■ **BRIEF**
Nothing but a number should be given: how many lines of the records include "negative"?
DATA TO PROCESS section start
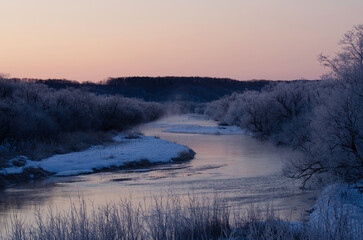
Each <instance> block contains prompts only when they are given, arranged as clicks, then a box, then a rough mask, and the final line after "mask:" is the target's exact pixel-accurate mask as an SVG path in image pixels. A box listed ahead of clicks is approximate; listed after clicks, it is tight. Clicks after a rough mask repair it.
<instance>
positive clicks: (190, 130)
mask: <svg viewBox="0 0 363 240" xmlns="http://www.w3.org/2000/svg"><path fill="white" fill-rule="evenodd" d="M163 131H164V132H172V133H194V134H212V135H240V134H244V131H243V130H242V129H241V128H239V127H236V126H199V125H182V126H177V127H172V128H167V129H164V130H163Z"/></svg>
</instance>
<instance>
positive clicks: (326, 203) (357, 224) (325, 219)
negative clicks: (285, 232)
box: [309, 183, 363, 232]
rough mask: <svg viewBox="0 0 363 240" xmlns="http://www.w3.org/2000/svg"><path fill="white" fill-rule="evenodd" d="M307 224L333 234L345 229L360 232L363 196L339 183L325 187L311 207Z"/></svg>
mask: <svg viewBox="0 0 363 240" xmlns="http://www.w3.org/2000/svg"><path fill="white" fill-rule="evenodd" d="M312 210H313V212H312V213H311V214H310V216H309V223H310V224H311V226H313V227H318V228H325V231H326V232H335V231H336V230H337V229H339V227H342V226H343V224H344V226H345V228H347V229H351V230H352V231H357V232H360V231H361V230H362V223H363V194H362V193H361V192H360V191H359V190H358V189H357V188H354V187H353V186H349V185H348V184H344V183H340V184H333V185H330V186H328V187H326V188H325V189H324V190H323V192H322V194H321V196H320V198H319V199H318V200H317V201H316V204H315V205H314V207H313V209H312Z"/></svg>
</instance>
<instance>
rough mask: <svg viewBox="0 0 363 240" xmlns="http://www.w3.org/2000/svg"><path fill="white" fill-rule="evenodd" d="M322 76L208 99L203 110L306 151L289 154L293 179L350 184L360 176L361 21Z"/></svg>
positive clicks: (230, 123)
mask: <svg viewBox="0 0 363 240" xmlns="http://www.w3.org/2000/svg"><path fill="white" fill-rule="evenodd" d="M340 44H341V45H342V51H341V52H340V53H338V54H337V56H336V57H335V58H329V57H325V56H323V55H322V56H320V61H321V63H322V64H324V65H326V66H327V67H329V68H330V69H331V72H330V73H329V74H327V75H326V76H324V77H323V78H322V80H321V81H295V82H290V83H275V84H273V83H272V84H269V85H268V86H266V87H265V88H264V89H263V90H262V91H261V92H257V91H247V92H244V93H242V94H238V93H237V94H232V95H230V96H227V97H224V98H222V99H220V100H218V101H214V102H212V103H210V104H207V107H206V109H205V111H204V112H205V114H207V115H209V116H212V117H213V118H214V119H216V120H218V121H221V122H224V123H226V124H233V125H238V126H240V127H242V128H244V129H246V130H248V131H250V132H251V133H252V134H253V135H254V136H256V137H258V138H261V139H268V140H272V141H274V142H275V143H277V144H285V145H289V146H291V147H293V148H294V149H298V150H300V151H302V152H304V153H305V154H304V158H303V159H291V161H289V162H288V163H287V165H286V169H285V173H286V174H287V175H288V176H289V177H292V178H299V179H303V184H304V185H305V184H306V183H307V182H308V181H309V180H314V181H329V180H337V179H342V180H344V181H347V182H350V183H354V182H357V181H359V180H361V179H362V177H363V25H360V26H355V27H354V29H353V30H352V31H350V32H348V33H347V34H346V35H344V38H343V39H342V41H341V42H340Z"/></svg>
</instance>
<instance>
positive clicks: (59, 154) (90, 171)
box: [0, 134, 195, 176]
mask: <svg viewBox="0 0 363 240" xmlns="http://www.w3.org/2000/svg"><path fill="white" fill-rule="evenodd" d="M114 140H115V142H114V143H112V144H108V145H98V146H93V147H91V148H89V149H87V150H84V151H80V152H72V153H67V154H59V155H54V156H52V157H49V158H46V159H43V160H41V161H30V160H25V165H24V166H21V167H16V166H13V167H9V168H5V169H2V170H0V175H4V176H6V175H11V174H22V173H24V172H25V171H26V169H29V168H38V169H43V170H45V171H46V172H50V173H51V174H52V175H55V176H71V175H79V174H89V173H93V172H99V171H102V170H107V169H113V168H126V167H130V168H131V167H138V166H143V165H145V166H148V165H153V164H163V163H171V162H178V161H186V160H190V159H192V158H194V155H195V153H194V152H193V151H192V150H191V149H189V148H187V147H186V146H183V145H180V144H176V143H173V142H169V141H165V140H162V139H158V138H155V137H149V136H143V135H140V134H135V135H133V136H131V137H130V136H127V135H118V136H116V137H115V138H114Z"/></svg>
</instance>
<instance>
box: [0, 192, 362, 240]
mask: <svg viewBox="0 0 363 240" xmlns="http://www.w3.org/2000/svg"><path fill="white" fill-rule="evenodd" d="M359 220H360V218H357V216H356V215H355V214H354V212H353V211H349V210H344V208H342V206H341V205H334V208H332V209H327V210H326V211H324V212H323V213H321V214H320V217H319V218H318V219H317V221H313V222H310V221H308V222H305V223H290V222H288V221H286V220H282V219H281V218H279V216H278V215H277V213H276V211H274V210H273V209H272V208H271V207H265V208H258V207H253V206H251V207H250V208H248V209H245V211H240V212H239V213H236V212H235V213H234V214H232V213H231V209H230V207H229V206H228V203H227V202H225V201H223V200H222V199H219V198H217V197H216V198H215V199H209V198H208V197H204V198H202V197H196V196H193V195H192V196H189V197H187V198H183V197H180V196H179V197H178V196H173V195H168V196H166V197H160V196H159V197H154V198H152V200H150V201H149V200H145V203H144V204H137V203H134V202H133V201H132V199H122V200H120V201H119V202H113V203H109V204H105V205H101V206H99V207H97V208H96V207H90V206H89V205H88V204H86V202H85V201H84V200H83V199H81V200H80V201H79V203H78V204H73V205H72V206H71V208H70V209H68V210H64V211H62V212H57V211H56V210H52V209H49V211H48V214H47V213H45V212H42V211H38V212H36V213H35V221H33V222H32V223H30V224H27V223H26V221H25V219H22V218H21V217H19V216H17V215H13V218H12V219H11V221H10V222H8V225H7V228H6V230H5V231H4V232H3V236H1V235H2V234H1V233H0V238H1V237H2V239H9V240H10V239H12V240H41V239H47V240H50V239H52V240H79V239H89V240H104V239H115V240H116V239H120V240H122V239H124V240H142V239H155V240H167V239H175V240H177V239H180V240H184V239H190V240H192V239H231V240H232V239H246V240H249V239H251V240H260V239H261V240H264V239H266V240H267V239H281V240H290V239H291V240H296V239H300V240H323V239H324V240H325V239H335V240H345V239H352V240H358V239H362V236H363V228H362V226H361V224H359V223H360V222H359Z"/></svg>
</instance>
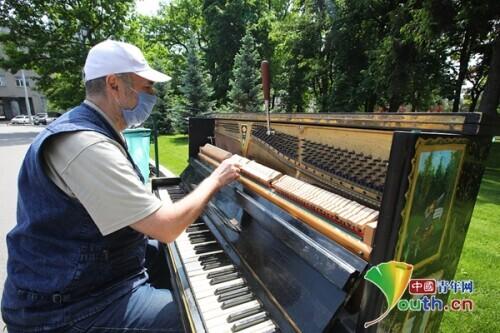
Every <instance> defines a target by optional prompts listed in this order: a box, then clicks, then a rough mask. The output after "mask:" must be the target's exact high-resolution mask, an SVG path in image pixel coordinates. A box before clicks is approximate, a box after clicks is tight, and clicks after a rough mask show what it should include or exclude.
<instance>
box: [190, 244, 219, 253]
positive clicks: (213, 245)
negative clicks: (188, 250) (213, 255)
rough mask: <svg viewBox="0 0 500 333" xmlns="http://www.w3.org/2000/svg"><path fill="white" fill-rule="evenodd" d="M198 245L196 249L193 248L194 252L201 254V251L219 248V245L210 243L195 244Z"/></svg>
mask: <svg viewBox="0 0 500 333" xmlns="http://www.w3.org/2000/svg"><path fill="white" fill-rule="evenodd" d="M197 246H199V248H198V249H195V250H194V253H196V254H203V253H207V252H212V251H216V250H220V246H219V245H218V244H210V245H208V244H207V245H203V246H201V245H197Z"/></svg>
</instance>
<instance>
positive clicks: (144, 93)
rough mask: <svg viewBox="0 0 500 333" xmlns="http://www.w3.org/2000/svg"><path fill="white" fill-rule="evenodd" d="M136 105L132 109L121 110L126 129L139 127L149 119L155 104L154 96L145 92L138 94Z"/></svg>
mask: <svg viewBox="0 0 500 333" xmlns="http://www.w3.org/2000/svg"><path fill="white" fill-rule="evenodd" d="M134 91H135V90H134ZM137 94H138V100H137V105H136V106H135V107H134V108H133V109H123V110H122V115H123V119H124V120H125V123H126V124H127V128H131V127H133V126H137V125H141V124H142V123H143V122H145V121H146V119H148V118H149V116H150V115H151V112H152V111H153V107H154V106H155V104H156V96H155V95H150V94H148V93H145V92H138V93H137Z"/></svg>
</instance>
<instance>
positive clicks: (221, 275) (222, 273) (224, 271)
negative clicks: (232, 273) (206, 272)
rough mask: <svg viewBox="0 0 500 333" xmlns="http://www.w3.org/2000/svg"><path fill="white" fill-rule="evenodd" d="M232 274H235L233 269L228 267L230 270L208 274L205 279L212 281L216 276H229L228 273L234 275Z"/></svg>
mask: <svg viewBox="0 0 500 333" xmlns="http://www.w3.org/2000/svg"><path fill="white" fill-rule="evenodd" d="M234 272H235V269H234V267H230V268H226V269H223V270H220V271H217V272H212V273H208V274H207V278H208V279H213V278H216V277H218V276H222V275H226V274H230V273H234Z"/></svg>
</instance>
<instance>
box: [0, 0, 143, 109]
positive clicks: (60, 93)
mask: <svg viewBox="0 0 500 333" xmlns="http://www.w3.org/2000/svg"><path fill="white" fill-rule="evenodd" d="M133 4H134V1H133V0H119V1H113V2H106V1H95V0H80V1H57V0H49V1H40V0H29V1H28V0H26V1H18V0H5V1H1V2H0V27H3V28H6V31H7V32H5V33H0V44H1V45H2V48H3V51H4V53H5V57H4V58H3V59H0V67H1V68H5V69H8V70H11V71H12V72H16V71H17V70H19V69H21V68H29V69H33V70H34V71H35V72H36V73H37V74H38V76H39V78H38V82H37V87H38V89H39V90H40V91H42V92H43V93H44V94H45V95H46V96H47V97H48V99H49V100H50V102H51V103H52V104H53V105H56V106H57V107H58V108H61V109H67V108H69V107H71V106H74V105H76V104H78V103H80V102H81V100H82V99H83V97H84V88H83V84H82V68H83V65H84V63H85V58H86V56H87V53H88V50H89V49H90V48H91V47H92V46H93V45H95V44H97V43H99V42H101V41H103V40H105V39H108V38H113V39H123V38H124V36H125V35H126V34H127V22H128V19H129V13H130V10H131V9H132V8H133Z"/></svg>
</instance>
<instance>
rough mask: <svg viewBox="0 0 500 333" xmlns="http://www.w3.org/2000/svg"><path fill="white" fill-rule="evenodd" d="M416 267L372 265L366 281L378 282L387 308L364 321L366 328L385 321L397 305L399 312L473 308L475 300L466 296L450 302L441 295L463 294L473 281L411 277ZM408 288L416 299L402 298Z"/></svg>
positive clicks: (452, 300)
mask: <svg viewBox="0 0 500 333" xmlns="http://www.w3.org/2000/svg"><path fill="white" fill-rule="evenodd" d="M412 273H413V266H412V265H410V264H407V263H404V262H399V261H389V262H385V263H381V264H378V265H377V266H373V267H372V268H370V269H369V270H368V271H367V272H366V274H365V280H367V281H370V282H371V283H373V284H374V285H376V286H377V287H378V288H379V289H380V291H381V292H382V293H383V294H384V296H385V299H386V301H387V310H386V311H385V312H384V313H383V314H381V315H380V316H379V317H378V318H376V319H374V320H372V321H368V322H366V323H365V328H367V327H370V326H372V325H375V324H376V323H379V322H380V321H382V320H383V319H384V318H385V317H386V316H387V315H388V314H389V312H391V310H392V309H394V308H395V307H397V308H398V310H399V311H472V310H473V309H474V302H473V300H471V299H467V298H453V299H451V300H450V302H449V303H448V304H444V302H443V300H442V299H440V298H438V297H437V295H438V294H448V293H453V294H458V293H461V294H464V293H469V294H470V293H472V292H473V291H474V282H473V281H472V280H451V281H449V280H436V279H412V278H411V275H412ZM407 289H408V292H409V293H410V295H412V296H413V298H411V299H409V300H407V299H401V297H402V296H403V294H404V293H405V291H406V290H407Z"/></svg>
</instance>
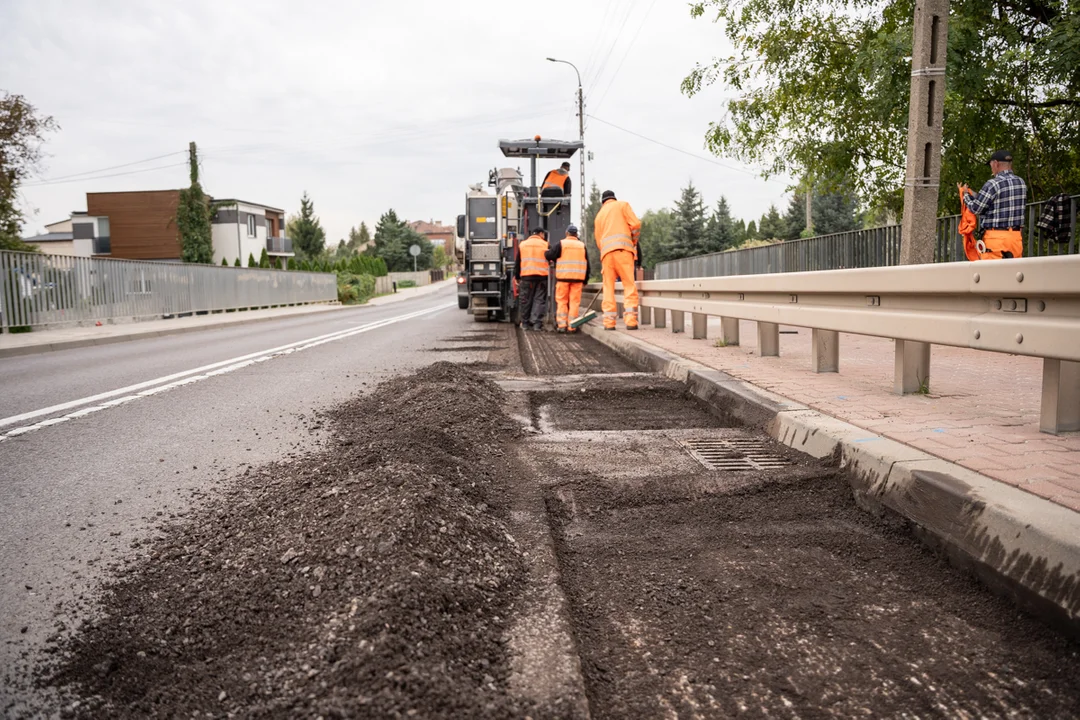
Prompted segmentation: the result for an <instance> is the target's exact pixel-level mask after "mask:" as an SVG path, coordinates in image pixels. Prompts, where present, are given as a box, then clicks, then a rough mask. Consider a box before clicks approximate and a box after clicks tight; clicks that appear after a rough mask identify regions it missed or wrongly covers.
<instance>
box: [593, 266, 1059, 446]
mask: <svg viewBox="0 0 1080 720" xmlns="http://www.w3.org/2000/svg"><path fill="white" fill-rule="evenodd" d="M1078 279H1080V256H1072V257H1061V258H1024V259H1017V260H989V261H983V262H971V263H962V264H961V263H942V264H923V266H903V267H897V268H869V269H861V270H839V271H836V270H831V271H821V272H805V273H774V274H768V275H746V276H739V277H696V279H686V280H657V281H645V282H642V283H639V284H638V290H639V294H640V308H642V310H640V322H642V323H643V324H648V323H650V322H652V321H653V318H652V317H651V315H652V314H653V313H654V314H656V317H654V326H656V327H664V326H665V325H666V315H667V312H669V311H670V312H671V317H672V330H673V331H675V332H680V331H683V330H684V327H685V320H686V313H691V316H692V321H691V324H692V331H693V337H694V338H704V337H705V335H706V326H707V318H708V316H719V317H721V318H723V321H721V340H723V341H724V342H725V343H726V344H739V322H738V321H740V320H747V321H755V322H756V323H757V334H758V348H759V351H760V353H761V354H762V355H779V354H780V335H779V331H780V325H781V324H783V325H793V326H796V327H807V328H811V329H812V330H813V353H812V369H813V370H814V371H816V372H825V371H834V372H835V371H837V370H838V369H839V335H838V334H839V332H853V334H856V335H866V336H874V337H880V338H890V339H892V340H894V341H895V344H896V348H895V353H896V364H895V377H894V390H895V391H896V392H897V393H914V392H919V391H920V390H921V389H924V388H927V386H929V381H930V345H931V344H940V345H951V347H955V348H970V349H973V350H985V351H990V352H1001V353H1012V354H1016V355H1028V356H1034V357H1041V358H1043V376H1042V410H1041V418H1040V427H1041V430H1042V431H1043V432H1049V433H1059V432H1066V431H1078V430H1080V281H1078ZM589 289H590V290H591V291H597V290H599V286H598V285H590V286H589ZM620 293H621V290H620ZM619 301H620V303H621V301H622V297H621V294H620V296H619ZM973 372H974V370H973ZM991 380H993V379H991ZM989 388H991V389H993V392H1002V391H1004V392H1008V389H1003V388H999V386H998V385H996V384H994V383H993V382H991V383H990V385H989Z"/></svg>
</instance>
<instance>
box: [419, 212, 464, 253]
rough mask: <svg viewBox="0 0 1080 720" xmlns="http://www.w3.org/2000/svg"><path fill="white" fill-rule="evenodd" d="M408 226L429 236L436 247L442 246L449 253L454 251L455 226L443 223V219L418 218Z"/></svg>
DATA TO PROCESS section end
■ **ANSWER SPACE**
3